**TEXT:**
************

The same kind of trade-off marks every Ufe, but it is usually less dramatic. Our own death is probably programmed in something like the same sense as that of the salmon but in a {127} less downright and clear-cut fashion. Doubtless a eugenicist could breed a race of superlatively long-lived humans. You would choose for breeding those individuals who put most of their resources into their own bodies at the expense of their children: individuals, for example, whose bones are massively reinforced and hard to break but who have little calcium left over to make milk. It is easy enough to live a bit longer, if you are cosseted at the expense of the next generation. The eugenicist could do the cosseting and exploit the trade-offs in the desired direction of longevity. Nature will not cosset in this way, because genes for scrimping the next generation will not penetrate the future.

************

**DATA LISTING:**
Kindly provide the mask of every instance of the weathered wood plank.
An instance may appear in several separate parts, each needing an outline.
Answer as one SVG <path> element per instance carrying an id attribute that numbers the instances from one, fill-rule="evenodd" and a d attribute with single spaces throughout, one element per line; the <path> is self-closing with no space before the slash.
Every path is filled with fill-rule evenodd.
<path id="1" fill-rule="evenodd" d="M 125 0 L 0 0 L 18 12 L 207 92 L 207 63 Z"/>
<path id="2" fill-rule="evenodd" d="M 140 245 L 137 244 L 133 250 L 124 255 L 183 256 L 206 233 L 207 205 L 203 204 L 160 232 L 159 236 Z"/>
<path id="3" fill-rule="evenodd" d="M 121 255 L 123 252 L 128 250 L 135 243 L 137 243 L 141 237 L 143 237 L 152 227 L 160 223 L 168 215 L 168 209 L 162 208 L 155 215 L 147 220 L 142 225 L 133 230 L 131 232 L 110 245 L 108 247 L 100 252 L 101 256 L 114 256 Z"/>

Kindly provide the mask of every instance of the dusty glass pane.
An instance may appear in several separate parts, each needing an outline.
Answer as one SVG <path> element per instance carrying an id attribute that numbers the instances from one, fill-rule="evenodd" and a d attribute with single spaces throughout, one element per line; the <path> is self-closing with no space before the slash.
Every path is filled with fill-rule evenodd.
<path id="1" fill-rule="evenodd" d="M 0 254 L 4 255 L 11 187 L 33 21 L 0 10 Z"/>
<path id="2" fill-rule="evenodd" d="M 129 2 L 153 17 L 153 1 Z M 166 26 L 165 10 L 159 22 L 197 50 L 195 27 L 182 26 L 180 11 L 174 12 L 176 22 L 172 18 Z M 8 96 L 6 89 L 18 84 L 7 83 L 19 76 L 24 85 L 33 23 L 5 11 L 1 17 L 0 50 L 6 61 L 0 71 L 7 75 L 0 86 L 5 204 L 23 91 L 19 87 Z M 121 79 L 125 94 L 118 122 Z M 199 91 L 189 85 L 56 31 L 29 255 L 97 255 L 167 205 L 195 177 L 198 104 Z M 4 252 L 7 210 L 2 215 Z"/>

************

**TASKS TO PERFORM:**
- a) Reproduce the longevity passage word for word, everything from "The same kind" down to "penetrate the future.".
- b) Answer the following questions from the longevity passage.
(i) With the death of which animal is our own death compared?
(ii) Of what would the individuals chosen for breeding have little left over to make milk?
(iii) What reason does the passage give for nature not cosseting in the way the eugenicist could?

**OUTPUTS IN ORDER:**
- a)
The same kind of trade-off marks every Ufe, but it is usually less dramatic. Our own death is probably programmed in something like the same sense as that of the salmon but in a {127} less downright and clear-cut fashion. Doubtless a eugenicist could breed a race of superlatively long-lived humans. You would choose for breeding those individuals who put most of their resources into their own bodies at the expense of their children: individuals, for example, whose bones are massively reinforced and hard to break but who have little calcium left over to make milk. It is easy enough to live a bit longer, if you are cosseted at the expense of the next generation. The eugenicist could do the cosseting and exploit the trade-offs in the desired direction of longevity. Nature will not cosset in this way, because genes for scrimping the next generation will not penetrate the future.

- b)
(i) The salmon.
(ii) Calcium.
(iii) Genes for scrimping the next generation will not penetrate the future.